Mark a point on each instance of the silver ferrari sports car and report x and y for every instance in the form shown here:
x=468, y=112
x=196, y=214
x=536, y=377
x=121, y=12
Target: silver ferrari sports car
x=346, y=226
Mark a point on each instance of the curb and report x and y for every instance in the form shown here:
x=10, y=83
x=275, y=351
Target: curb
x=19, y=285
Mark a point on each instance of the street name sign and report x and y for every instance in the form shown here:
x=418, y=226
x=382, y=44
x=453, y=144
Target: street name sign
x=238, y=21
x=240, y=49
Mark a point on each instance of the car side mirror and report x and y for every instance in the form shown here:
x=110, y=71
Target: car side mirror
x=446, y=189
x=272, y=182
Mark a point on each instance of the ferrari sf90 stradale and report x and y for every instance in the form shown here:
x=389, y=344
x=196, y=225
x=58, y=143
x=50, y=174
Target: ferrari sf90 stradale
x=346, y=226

-*-

Task goal: In the entries above, take the line containing "Target: car side mirror" and each later line through the last, and repeat them exactly. Output nothing else.

Result below:
Target: car side mirror
x=446, y=189
x=272, y=182
Mark a point on each instance of the ferrari sf90 stradale and report x and y for every instance in the form shown here:
x=389, y=344
x=196, y=225
x=58, y=143
x=50, y=174
Target: ferrari sf90 stradale
x=346, y=226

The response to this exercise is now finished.